[BEGIN DATASET]

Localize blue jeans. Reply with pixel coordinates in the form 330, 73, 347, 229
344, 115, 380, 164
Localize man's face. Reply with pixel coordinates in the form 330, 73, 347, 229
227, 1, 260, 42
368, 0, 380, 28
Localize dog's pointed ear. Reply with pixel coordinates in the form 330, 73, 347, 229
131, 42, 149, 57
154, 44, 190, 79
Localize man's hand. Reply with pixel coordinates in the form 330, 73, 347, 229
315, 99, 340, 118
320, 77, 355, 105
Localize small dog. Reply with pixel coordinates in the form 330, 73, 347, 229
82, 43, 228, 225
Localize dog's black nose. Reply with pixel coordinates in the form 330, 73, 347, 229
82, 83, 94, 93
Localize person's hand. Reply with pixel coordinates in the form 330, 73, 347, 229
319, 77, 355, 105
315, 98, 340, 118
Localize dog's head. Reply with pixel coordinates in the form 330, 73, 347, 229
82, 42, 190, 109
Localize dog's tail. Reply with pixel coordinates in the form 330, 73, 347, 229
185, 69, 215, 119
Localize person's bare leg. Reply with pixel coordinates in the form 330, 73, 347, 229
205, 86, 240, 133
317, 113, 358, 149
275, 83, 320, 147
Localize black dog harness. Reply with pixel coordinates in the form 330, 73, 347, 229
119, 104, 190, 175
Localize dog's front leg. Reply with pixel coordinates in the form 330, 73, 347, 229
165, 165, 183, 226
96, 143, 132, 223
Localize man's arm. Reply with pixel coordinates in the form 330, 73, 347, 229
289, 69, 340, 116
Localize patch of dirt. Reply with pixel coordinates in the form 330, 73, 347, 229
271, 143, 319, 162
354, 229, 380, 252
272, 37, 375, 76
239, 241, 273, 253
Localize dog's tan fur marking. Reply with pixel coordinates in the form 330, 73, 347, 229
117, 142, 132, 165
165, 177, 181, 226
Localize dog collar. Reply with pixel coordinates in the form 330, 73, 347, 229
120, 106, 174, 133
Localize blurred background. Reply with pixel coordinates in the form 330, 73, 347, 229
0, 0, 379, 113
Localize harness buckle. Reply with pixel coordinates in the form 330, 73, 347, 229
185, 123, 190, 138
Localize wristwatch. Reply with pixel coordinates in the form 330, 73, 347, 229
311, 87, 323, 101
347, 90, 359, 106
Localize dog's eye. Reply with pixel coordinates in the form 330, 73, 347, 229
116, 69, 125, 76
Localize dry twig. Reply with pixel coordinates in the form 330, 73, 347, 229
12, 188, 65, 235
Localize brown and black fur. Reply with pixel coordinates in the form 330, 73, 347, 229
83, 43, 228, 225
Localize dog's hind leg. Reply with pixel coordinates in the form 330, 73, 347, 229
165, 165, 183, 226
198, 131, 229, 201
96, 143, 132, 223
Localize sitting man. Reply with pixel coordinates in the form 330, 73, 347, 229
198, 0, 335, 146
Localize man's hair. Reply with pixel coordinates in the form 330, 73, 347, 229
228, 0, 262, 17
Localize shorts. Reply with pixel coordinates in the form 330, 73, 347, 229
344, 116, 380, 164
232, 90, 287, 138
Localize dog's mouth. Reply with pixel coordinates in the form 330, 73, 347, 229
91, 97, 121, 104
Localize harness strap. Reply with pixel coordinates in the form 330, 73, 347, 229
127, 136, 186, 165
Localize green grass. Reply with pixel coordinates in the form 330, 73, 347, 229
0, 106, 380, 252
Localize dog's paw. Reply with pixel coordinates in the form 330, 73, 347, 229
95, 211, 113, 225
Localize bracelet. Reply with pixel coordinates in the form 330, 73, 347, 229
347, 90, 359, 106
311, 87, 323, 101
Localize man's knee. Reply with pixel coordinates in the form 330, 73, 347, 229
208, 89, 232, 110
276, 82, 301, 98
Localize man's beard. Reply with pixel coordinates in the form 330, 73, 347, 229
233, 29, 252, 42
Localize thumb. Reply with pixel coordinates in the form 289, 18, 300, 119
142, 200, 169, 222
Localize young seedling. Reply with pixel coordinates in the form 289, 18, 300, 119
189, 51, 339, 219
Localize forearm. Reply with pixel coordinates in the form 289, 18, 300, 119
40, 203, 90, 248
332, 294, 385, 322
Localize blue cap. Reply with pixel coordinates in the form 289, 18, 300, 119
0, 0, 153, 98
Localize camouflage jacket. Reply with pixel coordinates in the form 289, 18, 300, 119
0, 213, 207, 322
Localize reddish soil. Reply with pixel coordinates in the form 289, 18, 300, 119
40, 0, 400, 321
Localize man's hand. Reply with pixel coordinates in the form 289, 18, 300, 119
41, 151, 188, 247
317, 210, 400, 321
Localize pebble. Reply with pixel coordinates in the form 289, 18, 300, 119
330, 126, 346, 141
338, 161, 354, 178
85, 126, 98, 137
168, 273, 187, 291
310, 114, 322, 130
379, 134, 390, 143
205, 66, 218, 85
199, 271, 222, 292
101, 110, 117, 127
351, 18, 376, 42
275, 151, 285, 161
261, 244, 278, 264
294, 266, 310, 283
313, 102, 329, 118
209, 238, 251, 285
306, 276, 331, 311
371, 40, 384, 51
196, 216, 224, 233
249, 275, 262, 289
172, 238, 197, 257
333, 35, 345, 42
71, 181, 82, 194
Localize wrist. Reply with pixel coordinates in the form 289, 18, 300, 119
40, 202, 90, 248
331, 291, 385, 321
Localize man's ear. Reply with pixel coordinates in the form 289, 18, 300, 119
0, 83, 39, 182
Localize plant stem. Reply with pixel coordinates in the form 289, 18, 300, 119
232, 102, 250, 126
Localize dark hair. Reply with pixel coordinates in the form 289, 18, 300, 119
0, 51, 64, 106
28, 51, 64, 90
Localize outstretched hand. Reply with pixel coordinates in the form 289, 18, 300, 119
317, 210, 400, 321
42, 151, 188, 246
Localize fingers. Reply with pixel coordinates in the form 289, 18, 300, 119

[END DATASET]

DESCRIPTION OF THE TASK
Copy every one of the records above word for word, keeping each line unchanged.

RESULT OF THE EXERCISE
Localize blue jeans. Reply with pixel coordinates in the form 330, 73, 347, 229
344, 115, 380, 164
Localize man's face. Reply with pixel coordinates in the form 330, 73, 347, 229
227, 1, 260, 42
368, 0, 380, 28
Localize dog's pointed ear. Reply with pixel coordinates in the form 330, 73, 347, 229
131, 42, 149, 57
154, 44, 190, 79
Localize man's hand. Reply with pixel coordinates in the form 330, 73, 347, 229
315, 99, 340, 118
320, 77, 355, 105
Localize small dog. Reply with pixel coordinates in the form 330, 73, 347, 229
82, 43, 228, 225
Localize dog's black nose. Reply with pixel coordinates in the form 330, 73, 347, 229
82, 83, 94, 93
Localize person's hand. Reply with pixel coordinates in the form 330, 73, 347, 229
319, 77, 355, 105
315, 98, 340, 118
Localize dog's head. Reply with pixel coordinates in the form 330, 73, 347, 229
82, 42, 190, 109
Localize dog's tail. Reply with pixel coordinates in the form 330, 73, 347, 229
185, 69, 215, 119
Localize person's bare leg. Reply with pixel coordinates in the form 330, 73, 347, 229
205, 86, 240, 133
317, 113, 358, 149
275, 83, 320, 147
Localize black dog harness. Reply with pixel coordinates in the form 330, 73, 347, 229
119, 104, 190, 175
Localize dog's front leg. Reply with pixel coordinates in the form 330, 73, 347, 229
165, 165, 183, 226
96, 143, 132, 223
Localize man's arm. Reply with pixel coordinates in the form 330, 73, 347, 229
289, 69, 340, 116
Localize patch of dirt. Reply with pixel coordinates in the form 330, 73, 347, 229
271, 143, 319, 162
354, 229, 380, 252
272, 37, 375, 76
239, 241, 273, 253
Localize dog's tan fur marking. Reply with pixel coordinates in the form 330, 73, 347, 229
117, 142, 132, 165
165, 177, 181, 226
Localize dog collar. Reply with pixel coordinates in the form 330, 73, 347, 229
120, 106, 174, 133
Localize blurred background. Reply with pixel coordinates in the form 330, 73, 347, 229
0, 0, 379, 113
Localize harness buckle. Reply with pixel coordinates in the form 330, 73, 347, 229
185, 123, 190, 138
Localize wristwatch. Reply with pixel coordinates in the form 330, 73, 347, 229
311, 87, 323, 101
347, 90, 359, 106
Localize dog's eye. Reply with pixel coordinates in the form 330, 73, 347, 229
116, 69, 125, 76
Localize dry twig. Reply with pixel coordinates in the form 330, 73, 347, 229
12, 188, 65, 235
Localize brown and black fur. Reply with pixel coordinates in the form 330, 73, 347, 229
83, 43, 228, 225
Localize dog's hind leg. Reply with pixel coordinates in the form 330, 73, 347, 229
165, 165, 183, 226
198, 131, 229, 201
96, 143, 132, 223
Localize sitting man. Reply with pixel coordinates in the form 330, 73, 347, 229
198, 0, 335, 146
Localize man's hair. Reply with pixel coordinates in the form 330, 73, 347, 229
228, 0, 262, 17
Localize shorts. Reply with pixel coordinates in the form 330, 73, 347, 229
344, 116, 380, 164
232, 90, 287, 138
Localize dog's mouth. Reply with pixel coordinates in the form 330, 73, 347, 229
91, 97, 121, 104
Localize harness strap. Reply with pixel coordinates in the form 330, 73, 347, 229
127, 136, 186, 165
Localize green grass. Reply with pixel coordinates in the form 330, 73, 347, 229
0, 106, 380, 252
Localize dog's paw. Reply with pixel coordinates in the form 330, 73, 347, 229
95, 211, 113, 225
Localize bracelet. Reply with pixel coordinates in the form 330, 73, 347, 229
347, 90, 359, 106
311, 87, 323, 101
Localize man's knee. Reply with pixel coordinates in the form 330, 73, 347, 229
208, 89, 232, 110
276, 82, 301, 98
Localize man's beard. Reply with pixel coordinates in the form 330, 73, 347, 229
233, 29, 252, 42
Localize thumb. Reply with pixel coordinates in the form 289, 18, 300, 119
142, 200, 169, 222
Localize young seedling. Reply with pixel coordinates in the form 289, 18, 300, 119
189, 51, 339, 219
Localize forearm. Reply with pixel coordinates in the form 289, 18, 300, 119
40, 203, 90, 248
332, 294, 385, 322
Localize blue cap. Reply with pixel coordinates in the form 289, 18, 300, 119
0, 0, 153, 98
Localize camouflage jacket. Reply with pixel coordinates in the form 289, 18, 300, 119
0, 213, 207, 322
Localize reddish soil. Reply with pixel coordinates in the form 289, 18, 300, 119
40, 0, 400, 321
Localize man's hand. Reply with pixel coordinates in the form 289, 18, 300, 119
41, 151, 188, 247
317, 210, 400, 321
Localize pebble. Reply with pixel coordinates in the form 289, 18, 300, 119
330, 126, 346, 141
338, 161, 354, 178
85, 126, 98, 137
168, 273, 187, 291
310, 114, 322, 130
379, 134, 390, 143
205, 66, 218, 85
199, 271, 222, 292
101, 110, 117, 127
351, 18, 376, 42
275, 151, 285, 161
261, 244, 278, 264
294, 266, 310, 283
313, 102, 329, 118
209, 238, 251, 285
306, 276, 331, 311
371, 40, 384, 51
196, 216, 224, 233
249, 275, 262, 289
172, 238, 197, 257
333, 35, 345, 42
71, 181, 82, 194
Localize wrist. Reply with pixel coordinates in the form 289, 18, 300, 119
40, 202, 90, 248
331, 291, 385, 321
Localize man's ear. Reply with pixel coordinates in the form 289, 18, 300, 119
0, 83, 39, 182
Localize plant stem. Reply with pixel coordinates in the form 289, 18, 300, 119
232, 102, 250, 126
Localize dark hair. Reply with pixel coordinates in the form 289, 18, 300, 119
0, 51, 64, 106
28, 51, 64, 90
Localize outstretched hand. Reply with pixel coordinates in the form 289, 18, 300, 119
317, 210, 400, 321
42, 151, 188, 246
Localize fingers. Reply with pixel coordinates in the form 289, 18, 300, 119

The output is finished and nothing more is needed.